■ RECORDS FOR THE TASK
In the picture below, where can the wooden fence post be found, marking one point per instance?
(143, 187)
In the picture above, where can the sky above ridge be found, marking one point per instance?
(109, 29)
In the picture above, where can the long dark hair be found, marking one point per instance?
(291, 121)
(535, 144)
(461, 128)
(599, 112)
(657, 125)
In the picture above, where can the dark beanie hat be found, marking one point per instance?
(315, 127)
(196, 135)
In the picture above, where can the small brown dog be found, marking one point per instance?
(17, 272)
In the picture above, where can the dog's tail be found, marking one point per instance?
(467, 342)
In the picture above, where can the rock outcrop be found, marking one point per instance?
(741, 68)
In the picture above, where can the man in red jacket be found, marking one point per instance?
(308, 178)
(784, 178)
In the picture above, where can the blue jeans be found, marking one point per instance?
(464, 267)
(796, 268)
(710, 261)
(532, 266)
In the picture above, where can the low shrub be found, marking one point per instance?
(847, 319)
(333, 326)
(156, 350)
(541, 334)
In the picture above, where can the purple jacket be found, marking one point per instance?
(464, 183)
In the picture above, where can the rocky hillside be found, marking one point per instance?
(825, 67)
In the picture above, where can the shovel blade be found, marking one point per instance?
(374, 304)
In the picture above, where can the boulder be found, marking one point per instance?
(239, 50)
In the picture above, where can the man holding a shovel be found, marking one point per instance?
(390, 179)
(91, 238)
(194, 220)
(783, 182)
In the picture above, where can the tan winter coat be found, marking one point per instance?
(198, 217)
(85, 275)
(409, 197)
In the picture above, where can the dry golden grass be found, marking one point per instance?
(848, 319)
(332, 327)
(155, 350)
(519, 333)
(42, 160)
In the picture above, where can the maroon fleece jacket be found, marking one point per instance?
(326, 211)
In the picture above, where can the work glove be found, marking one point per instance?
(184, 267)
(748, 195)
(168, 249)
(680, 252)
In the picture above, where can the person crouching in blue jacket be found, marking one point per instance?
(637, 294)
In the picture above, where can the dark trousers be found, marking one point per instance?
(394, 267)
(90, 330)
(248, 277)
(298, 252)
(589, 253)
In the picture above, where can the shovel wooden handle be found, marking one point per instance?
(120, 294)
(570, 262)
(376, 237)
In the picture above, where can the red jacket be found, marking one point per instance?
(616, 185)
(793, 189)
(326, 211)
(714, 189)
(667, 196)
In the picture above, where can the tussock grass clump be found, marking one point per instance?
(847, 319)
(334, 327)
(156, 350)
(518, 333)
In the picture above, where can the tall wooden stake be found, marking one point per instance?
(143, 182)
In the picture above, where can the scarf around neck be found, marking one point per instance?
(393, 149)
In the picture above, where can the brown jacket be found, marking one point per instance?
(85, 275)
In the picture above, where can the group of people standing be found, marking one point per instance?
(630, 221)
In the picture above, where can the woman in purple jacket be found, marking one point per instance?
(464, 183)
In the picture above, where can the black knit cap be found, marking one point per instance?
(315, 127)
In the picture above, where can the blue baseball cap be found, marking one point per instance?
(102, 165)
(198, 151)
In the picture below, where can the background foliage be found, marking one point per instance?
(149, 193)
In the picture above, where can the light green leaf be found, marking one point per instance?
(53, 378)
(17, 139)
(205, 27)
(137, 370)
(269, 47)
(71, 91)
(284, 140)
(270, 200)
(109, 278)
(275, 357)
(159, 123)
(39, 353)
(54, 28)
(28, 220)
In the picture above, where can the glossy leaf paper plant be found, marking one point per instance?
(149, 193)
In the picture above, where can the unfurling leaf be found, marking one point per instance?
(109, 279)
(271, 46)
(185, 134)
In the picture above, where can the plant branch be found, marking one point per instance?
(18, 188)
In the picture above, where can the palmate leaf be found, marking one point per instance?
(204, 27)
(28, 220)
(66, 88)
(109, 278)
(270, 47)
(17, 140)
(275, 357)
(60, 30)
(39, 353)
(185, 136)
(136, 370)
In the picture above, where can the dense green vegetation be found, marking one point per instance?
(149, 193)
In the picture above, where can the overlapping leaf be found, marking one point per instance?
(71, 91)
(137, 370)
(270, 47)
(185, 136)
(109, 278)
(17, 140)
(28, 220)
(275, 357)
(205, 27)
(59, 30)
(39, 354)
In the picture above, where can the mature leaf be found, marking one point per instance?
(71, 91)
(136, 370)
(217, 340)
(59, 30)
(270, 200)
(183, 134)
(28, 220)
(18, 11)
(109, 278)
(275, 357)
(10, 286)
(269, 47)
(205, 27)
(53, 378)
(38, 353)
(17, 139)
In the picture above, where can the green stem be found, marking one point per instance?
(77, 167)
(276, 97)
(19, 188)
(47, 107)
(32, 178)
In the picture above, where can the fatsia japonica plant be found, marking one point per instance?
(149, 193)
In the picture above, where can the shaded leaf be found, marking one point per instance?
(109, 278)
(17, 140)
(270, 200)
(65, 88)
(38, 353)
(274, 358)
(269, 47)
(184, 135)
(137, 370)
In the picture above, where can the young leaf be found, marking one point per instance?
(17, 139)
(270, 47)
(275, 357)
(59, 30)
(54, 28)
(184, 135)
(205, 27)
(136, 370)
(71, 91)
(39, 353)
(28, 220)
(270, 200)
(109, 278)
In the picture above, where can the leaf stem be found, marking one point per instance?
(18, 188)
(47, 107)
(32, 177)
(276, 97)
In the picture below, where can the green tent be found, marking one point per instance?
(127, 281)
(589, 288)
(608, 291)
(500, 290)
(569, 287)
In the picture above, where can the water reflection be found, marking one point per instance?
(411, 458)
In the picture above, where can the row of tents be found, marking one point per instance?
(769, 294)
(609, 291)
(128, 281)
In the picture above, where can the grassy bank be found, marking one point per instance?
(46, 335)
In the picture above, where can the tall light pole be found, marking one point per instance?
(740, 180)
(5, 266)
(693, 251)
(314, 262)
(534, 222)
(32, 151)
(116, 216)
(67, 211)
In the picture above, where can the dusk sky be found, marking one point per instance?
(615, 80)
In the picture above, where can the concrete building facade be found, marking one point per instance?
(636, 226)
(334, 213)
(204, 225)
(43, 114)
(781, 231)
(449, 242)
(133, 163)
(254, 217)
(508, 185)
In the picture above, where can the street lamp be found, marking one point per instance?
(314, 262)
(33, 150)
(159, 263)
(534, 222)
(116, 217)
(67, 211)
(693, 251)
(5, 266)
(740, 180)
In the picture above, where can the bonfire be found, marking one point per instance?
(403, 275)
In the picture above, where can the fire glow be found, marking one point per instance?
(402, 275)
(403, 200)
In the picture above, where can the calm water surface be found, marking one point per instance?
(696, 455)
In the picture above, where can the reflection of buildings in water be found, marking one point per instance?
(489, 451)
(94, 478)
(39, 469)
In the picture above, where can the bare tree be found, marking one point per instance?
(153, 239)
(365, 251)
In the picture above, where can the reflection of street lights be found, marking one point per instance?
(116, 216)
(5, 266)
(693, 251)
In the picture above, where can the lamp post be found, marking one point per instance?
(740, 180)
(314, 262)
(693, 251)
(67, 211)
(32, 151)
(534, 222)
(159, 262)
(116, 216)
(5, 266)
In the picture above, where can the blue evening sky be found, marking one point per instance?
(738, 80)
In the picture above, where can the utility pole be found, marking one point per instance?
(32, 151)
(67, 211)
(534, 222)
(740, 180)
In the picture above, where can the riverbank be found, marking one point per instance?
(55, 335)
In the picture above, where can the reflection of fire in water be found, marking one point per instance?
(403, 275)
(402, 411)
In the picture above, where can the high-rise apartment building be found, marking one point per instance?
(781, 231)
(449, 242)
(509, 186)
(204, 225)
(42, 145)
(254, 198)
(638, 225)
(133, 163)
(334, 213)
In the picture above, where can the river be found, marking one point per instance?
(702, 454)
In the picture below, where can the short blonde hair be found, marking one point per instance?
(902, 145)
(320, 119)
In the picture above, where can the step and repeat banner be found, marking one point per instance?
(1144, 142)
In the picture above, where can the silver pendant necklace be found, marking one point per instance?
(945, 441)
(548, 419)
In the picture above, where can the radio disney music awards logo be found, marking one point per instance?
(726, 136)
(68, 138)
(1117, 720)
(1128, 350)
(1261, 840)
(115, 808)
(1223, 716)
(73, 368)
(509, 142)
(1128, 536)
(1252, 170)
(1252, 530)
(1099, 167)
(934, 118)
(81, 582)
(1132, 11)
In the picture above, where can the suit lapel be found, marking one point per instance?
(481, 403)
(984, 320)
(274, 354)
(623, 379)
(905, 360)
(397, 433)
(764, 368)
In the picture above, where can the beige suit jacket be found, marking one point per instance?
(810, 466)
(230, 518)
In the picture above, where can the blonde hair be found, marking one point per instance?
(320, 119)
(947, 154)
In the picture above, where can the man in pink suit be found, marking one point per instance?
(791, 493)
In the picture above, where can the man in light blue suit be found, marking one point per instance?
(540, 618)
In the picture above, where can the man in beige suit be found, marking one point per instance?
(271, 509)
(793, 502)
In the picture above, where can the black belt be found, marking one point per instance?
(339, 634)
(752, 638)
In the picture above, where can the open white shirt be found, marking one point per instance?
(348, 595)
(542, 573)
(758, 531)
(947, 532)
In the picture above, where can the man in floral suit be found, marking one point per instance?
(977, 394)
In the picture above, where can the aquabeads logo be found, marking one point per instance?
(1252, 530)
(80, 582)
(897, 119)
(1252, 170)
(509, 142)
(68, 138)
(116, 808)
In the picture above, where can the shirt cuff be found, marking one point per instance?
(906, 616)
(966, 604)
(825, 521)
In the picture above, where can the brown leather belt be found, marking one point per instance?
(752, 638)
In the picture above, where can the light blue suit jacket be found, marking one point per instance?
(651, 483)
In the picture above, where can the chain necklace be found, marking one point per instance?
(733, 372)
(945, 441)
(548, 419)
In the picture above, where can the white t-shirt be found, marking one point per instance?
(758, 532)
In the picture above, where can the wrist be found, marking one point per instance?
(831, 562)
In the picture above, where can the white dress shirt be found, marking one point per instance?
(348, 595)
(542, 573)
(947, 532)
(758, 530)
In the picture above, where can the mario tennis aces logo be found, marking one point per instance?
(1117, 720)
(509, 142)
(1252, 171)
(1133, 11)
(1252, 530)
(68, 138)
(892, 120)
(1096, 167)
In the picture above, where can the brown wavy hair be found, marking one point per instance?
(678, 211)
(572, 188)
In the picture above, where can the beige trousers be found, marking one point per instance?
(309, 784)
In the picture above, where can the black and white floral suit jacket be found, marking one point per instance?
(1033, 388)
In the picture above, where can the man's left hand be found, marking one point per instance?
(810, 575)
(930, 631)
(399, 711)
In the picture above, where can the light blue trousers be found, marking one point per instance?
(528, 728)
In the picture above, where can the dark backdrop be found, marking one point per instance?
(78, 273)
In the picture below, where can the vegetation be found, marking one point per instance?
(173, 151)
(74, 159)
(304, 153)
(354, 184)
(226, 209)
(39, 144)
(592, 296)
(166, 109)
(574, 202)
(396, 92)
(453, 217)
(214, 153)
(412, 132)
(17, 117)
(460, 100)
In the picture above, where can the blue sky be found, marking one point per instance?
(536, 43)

■ THE PROBLEM
Rewrite the lines as a Markdown table with the columns "No." and "Text", one line per row, starting at the line containing "In the picture above, where can the brown wavy" and running through the last line, with blank lines left out.

■ REPLY TO THE EXERCISE
| No. | Text |
|---|---|
| 1 | In the picture above, where can the brown wavy hair be found, marking one point per instance? |
| 2 | (678, 211) |
| 3 | (572, 188) |
| 4 | In the picture above, where can the beige trousers be found, marking one point per instance? |
| 5 | (309, 784) |
| 6 | In the picture above, where can the black and white floral suit jacket be found, marking one point per instance? |
| 7 | (1033, 388) |
| 8 | In the picture above, where can the man's left hand be found, marking one point per instance? |
| 9 | (810, 575) |
| 10 | (930, 631) |
| 11 | (399, 711) |
| 12 | In the picture above, where can the light blue trousers be found, marking one point per instance? |
| 13 | (528, 728) |
| 14 | In the picture above, where can the dark backdrop be found, marking one point per instance? |
| 15 | (78, 273) |
| 16 | In the picture below, where can the vegetation be found, marking one point per instance? |
| 17 | (173, 151) |
| 18 | (74, 159) |
| 19 | (304, 153) |
| 20 | (354, 184) |
| 21 | (226, 209) |
| 22 | (39, 144) |
| 23 | (592, 296) |
| 24 | (166, 109) |
| 25 | (574, 202) |
| 26 | (396, 92) |
| 27 | (453, 217) |
| 28 | (214, 153) |
| 29 | (412, 132) |
| 30 | (17, 117) |
| 31 | (460, 100) |
| 32 | In the picture above, where can the blue sky be found, marking one point per instance? |
| 33 | (536, 43) |